◆ What to do:
Can you rewrite the material below, replacing every "clicks" with "points" and leaving everything else unchanged?

(Dataset entries)
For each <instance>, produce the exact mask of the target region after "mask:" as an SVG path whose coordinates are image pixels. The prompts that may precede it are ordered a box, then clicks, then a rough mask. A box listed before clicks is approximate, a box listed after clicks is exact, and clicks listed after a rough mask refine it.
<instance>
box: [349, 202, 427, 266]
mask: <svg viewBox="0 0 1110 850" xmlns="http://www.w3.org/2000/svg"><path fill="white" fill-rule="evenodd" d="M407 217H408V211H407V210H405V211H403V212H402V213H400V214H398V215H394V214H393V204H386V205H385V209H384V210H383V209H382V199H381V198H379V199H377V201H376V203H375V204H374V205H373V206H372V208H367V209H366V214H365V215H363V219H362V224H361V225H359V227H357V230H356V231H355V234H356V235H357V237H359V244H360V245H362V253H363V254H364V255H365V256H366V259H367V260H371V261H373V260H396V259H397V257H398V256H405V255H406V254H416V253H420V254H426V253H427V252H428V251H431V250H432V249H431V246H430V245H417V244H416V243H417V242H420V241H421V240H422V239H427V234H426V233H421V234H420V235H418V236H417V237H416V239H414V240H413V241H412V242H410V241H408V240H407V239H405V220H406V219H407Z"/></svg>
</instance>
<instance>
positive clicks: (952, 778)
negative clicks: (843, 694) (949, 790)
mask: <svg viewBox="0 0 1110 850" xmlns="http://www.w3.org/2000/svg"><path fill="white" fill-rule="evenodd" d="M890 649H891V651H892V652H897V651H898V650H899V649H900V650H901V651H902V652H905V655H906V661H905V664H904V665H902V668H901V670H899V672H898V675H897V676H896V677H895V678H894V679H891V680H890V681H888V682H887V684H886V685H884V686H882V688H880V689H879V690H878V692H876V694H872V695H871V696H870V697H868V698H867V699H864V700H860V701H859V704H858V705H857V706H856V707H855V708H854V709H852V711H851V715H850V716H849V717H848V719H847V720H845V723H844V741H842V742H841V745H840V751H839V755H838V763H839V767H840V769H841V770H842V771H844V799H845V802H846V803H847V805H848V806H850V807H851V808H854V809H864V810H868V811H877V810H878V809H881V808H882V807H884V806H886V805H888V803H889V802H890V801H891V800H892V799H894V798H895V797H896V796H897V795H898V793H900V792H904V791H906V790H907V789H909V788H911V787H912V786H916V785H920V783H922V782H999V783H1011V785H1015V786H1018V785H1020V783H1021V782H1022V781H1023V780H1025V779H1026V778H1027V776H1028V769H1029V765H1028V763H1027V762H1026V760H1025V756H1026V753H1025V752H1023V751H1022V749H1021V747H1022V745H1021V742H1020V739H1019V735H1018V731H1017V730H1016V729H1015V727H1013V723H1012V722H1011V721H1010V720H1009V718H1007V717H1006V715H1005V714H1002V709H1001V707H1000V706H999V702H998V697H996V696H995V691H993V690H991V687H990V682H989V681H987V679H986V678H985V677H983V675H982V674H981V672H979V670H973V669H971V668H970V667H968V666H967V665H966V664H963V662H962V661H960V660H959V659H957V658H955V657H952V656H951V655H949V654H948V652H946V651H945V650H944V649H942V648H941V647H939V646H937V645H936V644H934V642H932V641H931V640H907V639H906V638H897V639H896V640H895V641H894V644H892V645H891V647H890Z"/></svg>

◆ Output for this task:
For each <instance>, produce the exact mask of the target region after "mask:" as an SVG path whose coordinates are image pixels. The prompts that may precede it are ordered a box, then points, then a rough mask. A box listed before points is approximate, a box listed after points is exact, and points listed after a rough mask refine it.
<instance>
box: [349, 202, 427, 266]
mask: <svg viewBox="0 0 1110 850" xmlns="http://www.w3.org/2000/svg"><path fill="white" fill-rule="evenodd" d="M407 217H408V211H407V210H405V211H403V212H402V213H400V214H398V215H394V214H393V204H386V205H385V209H384V210H383V209H382V199H381V198H379V199H377V201H376V203H375V204H374V205H373V206H372V208H367V209H366V214H365V215H363V219H362V224H361V225H359V227H357V230H356V231H355V234H356V235H357V237H359V244H360V245H362V253H363V254H364V255H365V256H366V259H367V260H371V261H373V260H396V259H397V257H398V256H405V255H406V254H416V253H420V254H426V253H427V252H428V251H431V250H432V249H431V246H430V245H417V244H416V243H417V242H420V241H421V240H422V239H427V234H426V233H421V234H420V235H418V236H417V237H416V239H414V240H413V241H412V242H410V241H408V240H407V239H405V220H406V219H407Z"/></svg>
</instance>
<instance>
positive points: (952, 778)
negative points: (843, 694) (949, 790)
mask: <svg viewBox="0 0 1110 850" xmlns="http://www.w3.org/2000/svg"><path fill="white" fill-rule="evenodd" d="M890 649H891V651H892V652H897V651H898V650H899V649H900V650H901V651H902V652H905V655H906V661H905V664H904V665H902V668H901V670H899V672H898V675H897V676H896V677H895V678H894V679H891V680H890V681H888V682H887V684H886V685H884V686H882V688H880V689H879V690H878V692H876V694H872V695H871V696H870V697H868V698H867V699H864V700H860V701H859V704H858V705H857V706H856V707H855V708H854V709H852V711H851V715H850V716H849V717H848V719H847V720H845V723H844V741H842V742H841V745H840V751H839V755H838V763H839V767H840V769H841V770H842V771H844V799H845V802H846V803H847V805H848V806H850V807H851V808H854V809H864V810H868V811H877V810H878V809H881V808H882V807H884V806H886V805H888V803H889V802H890V801H891V800H892V799H894V798H895V797H896V796H897V795H898V793H900V792H904V791H906V790H907V789H909V788H911V787H912V786H916V785H920V783H922V782H999V783H1011V785H1015V786H1018V785H1020V783H1021V782H1022V781H1023V780H1025V779H1026V778H1027V776H1028V769H1029V765H1028V763H1027V762H1026V760H1025V756H1026V753H1025V752H1023V751H1022V749H1021V747H1022V745H1021V742H1020V739H1019V735H1018V731H1017V730H1016V729H1015V727H1013V723H1012V722H1011V721H1010V720H1009V718H1007V717H1006V715H1005V714H1002V709H1001V707H1000V706H999V702H998V697H996V696H995V691H993V690H991V687H990V682H989V681H987V679H986V678H985V677H983V675H982V674H981V672H979V670H973V669H971V668H970V667H968V666H967V665H966V664H963V662H962V661H960V660H959V659H957V658H955V657H952V656H951V655H949V654H948V652H946V651H945V650H944V649H942V648H941V647H939V646H937V645H936V644H934V642H932V641H931V640H907V639H906V638H897V639H896V640H895V641H894V644H892V645H891V647H890Z"/></svg>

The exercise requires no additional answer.